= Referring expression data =

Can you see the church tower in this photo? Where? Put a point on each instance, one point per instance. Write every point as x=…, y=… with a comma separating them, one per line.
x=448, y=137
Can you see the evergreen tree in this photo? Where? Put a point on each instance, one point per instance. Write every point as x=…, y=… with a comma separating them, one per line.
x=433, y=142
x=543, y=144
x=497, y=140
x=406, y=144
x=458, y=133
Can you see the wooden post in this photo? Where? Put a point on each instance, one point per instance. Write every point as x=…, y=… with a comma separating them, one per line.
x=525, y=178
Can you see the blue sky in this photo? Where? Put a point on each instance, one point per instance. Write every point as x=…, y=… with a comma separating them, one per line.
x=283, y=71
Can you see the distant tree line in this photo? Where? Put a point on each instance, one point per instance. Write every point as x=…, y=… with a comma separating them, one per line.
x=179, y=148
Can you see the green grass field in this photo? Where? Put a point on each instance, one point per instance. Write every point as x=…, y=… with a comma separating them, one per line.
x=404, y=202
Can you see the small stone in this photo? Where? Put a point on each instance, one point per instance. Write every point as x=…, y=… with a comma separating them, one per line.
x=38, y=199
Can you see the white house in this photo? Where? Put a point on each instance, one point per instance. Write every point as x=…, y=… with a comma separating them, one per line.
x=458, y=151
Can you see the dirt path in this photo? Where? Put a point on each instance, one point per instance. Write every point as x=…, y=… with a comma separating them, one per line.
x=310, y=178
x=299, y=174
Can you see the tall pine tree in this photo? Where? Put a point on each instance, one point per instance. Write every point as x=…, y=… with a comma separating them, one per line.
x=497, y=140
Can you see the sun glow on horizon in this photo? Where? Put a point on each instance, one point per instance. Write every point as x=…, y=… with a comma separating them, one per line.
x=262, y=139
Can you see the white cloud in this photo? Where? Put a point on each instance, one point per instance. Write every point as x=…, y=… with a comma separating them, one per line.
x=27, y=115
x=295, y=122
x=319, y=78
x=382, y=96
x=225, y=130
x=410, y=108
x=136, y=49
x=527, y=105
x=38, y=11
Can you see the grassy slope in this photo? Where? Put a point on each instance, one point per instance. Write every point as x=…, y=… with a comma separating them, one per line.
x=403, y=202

= Work required =
Would you transcribe all of the data, keeping each line exact?

= Task answer =
Can you see the church tower in this photo? Where? Put a point on each instance, one point per instance. Write every point as x=…, y=… with a comma separating them, one per line.
x=448, y=137
Can you see the evergreen tree in this photo? Where? Put a point on each instance, one point per instance. Write every point as x=…, y=… with a comma separating them, one per line.
x=433, y=142
x=543, y=144
x=497, y=140
x=406, y=144
x=458, y=133
Can you see the wooden post in this photo? Where? Put a point on each instance, one point per instance. Write every point as x=…, y=… with a comma separating them, one per line.
x=525, y=178
Can you see the blue sky in this photo? Where? Put a point on each instance, one point per instance. Write every point as x=…, y=… with a comma separating them, one per line.
x=283, y=71
Can you see the distant tree line in this photo? Where? Put a point on each instance, one point per instance. Write every point as x=…, y=… with a comma separating them, one per line.
x=179, y=148
Can you see the green grass field in this photo? Where? Put a point on each instance, one point per instance. Write every point as x=…, y=… with a comma separating them, one per line.
x=404, y=202
Can you see the small stone in this photo? Where? Put a point on each instance, one point per instance. Write every point as x=…, y=… with a comma separating them, one per line.
x=38, y=199
Can you see the white house in this photo? Where? Put a point on each instance, one point per instance. Write every point as x=…, y=… with a comma separating them, one per line.
x=458, y=151
Can you see the dirt path in this photo? Where? Put a point on each instance, one point per instance. Write every point as x=…, y=… with a comma separating them, one per line.
x=310, y=178
x=299, y=174
Can you see the tall pine tree in this photo? Where? Put a point on each instance, one point per instance. Write every point as x=…, y=… with a comma separating them, one per line.
x=497, y=140
Can you see the sun glow on horizon in this photo? Where? Put a point on each instance, one point per instance. Write every point as x=…, y=… with a comma separating them, one per line.
x=262, y=139
Can you see the white cloud in this photo? Where? Put a point on each instance, one point per instance. Write every point as x=…, y=… with a comma separating them, one per line.
x=27, y=115
x=295, y=122
x=319, y=78
x=382, y=96
x=225, y=130
x=410, y=108
x=136, y=49
x=527, y=105
x=38, y=11
Can you see the grassy slope in this photo? Where? Put a point on each instance, one point per instance. Write every point as x=…, y=… with a comma separating them, one per line.
x=403, y=202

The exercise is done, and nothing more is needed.